Your objective: From the line with "[point] rolled shirt" down to the final line of the material below, quote every line exactly and leave out all lines before it.

Pointing records
╔══
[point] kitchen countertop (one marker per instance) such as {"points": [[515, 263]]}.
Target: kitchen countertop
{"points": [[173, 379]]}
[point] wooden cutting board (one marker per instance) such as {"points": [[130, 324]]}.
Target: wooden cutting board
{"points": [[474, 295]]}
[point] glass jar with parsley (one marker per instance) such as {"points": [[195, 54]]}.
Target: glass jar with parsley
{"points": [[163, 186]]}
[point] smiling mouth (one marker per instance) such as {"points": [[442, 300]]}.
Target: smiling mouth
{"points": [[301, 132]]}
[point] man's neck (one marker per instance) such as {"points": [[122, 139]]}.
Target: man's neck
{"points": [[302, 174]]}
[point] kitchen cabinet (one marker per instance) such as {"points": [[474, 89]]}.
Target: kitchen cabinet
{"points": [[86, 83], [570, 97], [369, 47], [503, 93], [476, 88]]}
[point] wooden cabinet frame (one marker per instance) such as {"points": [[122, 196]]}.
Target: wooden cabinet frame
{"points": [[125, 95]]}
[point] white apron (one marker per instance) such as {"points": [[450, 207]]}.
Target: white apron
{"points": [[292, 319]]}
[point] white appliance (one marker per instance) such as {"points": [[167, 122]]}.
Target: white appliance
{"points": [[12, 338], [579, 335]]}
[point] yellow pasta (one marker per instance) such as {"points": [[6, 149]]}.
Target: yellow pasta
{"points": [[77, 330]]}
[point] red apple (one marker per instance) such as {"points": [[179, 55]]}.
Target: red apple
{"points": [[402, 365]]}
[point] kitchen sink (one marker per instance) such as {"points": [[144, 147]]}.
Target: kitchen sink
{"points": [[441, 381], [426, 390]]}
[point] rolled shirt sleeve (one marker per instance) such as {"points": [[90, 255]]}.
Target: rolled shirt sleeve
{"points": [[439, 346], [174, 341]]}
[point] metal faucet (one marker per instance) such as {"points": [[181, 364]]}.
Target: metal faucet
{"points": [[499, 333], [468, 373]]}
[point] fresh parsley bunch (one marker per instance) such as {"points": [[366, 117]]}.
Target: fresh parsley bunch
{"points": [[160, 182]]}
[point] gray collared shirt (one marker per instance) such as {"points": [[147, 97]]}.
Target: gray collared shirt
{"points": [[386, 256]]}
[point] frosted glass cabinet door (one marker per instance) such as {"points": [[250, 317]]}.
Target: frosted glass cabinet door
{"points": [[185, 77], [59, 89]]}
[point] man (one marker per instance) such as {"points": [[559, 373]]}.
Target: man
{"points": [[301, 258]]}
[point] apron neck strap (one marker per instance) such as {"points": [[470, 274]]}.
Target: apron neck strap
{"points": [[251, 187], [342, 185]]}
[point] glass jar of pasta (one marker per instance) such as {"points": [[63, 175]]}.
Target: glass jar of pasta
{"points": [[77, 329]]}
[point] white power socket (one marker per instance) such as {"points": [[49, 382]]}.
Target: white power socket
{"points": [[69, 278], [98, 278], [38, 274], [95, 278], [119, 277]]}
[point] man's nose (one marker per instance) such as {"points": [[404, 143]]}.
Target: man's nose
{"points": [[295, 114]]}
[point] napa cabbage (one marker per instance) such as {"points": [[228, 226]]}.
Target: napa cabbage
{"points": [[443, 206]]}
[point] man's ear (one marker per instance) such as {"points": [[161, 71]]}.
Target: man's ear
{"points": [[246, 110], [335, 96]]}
╚══
Task response:
[point] rolled shirt sleeve (one marker per instance) such as {"points": [[90, 255]]}.
Target: rolled shirt sleeve
{"points": [[439, 346], [174, 341]]}
[point] metal faucet (one marker per instance) such as {"points": [[181, 364]]}.
Target: metal faucet
{"points": [[499, 333], [468, 373]]}
[point] fresh parsley bunch (one marker per instance) such as {"points": [[366, 117]]}.
Target: fresh parsley bunch
{"points": [[160, 182]]}
[point] gray collared shirt (one marker per instance) such as {"points": [[147, 97]]}.
Target: gray collared shirt
{"points": [[386, 256]]}
[point] frosted glass cabinet door (one marker per instance) such as {"points": [[250, 317]]}.
Target: frosted glass cabinet door
{"points": [[185, 77], [59, 89]]}
[point] man (one marker per instance) such as {"points": [[559, 373]]}.
Target: man
{"points": [[301, 258]]}
[point] apron neck strap (one marker per instance) such as {"points": [[470, 274]]}.
Target: apron neck strap
{"points": [[251, 187], [342, 185]]}
[point] glass jar of pasta (one marker per instance) such as {"points": [[63, 175]]}.
Target: glass jar of pasta
{"points": [[77, 329]]}
[point] white power socket (one marker per instance) such as {"points": [[49, 382]]}.
Target: white power socket
{"points": [[69, 278], [98, 278], [38, 274], [95, 278], [119, 277]]}
[point] man's nose (one marker per instance) such as {"points": [[404, 143]]}.
Target: man's nose
{"points": [[295, 114]]}
[point] napa cabbage (one marker per instance) such as {"points": [[228, 226]]}.
Target: napa cabbage
{"points": [[443, 206]]}
[point] man's ear (one marker per instance) such as {"points": [[161, 71]]}.
Target: man's ear
{"points": [[246, 110], [335, 96]]}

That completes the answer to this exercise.